### WHAT TO DO
In the entries that follow, count each line containing "sample" and state the total, nothing more.

### EXERCISE MATERIAL
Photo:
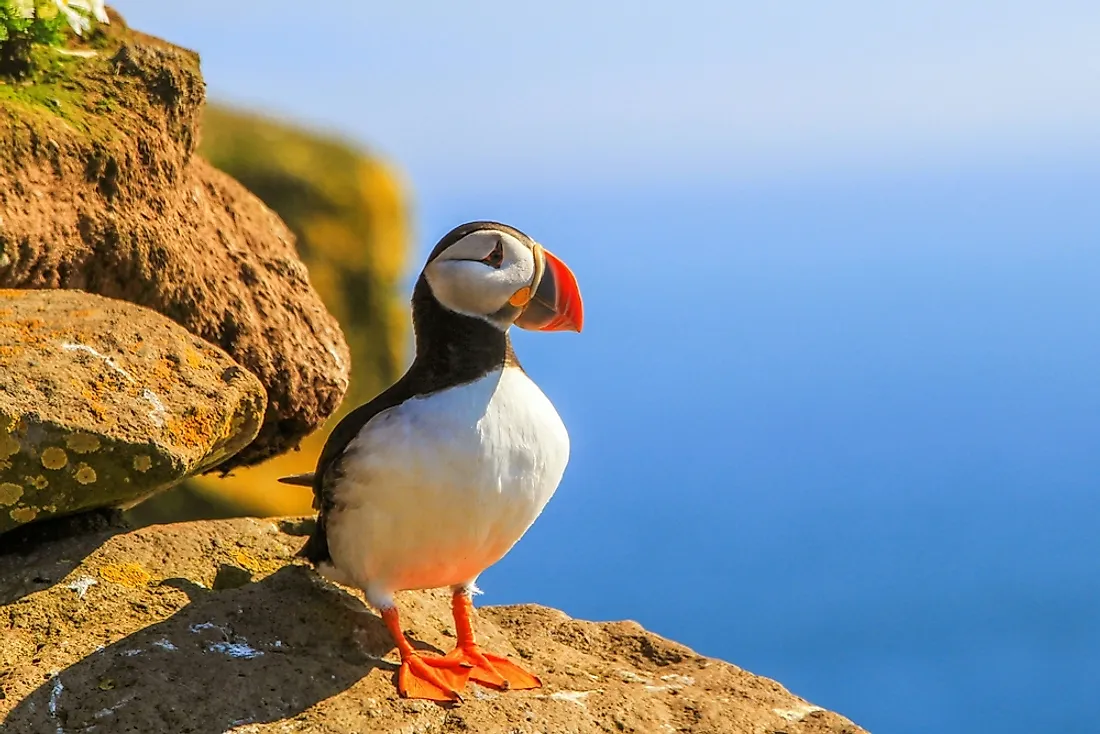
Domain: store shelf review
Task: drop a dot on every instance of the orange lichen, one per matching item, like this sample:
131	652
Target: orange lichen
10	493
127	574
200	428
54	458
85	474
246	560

* * *

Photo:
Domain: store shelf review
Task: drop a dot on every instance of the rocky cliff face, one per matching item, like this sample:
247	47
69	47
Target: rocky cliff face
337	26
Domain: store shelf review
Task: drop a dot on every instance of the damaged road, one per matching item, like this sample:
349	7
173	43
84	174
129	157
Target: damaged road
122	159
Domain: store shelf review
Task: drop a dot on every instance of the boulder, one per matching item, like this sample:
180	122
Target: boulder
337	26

==

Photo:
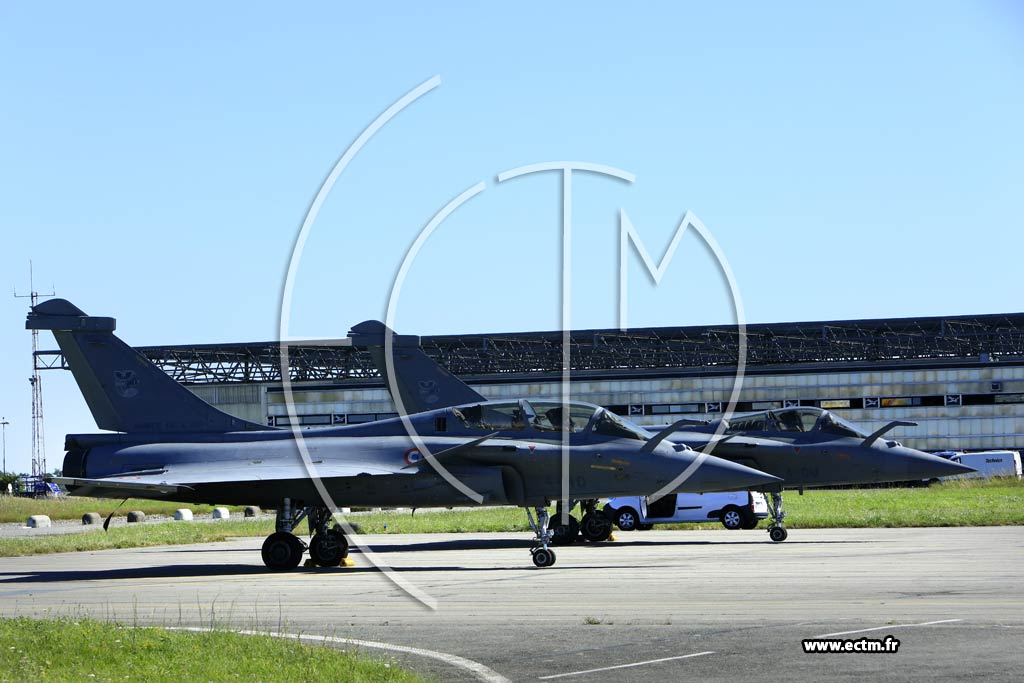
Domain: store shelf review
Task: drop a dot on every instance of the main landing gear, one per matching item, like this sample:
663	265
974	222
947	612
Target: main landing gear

### TASK OUTPUT
5